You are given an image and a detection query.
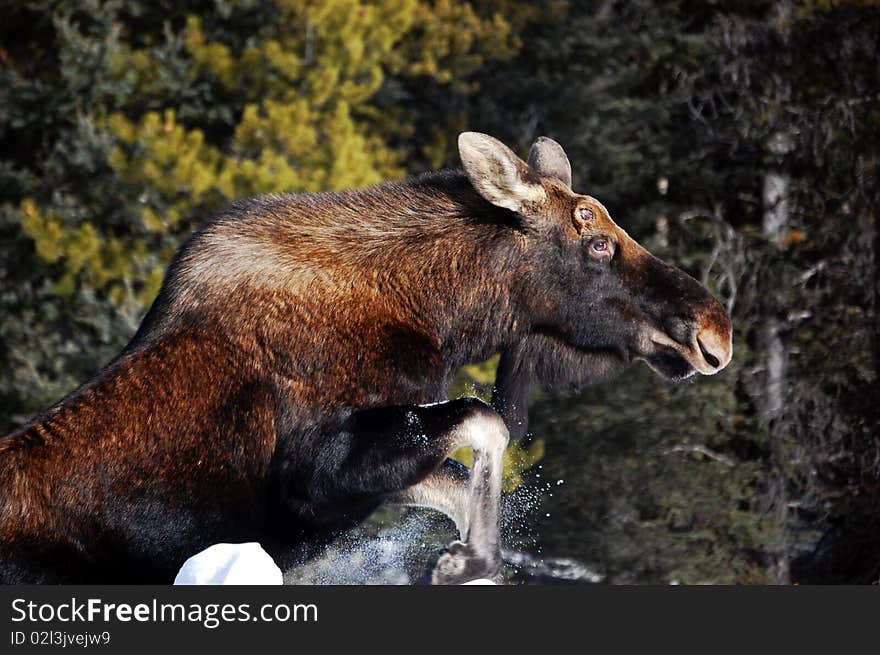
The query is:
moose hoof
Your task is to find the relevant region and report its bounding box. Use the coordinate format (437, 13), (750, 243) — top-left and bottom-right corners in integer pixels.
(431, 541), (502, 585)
* * *
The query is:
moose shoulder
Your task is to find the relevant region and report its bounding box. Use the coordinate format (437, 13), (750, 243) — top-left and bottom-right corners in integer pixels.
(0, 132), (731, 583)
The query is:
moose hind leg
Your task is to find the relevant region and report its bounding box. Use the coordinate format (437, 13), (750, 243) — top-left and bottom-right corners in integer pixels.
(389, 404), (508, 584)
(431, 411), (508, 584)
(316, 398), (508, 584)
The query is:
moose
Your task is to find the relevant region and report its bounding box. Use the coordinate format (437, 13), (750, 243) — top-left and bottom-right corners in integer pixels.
==
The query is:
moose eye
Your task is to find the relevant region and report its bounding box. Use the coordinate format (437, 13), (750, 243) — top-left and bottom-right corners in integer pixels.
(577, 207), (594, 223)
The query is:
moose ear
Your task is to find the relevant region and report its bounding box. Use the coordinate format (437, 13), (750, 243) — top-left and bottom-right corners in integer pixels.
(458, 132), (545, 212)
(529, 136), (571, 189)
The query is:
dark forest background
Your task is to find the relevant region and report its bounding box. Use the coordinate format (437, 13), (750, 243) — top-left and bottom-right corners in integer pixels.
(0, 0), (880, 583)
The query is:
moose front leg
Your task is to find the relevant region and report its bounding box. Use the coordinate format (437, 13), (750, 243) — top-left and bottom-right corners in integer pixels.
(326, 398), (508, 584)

PROBLEM DETAILS → Convert the listing above, from the line containing "You are given an image and a detection query." through the line containing "(431, 541), (502, 585)" (both included), into a JSON list of strings with one string per line and no blank lines. Leave the pictures out of the answer.

FULL SOLUTION →
[
  "You are given an image and a detection query.",
  "The query is:",
  "moose hoof",
  "Your task is to find the relevant region and report its bounding box. Use the coordinate format (437, 13), (750, 243) — top-left and bottom-right corners in integer pixels.",
  "(431, 541), (502, 585)"
]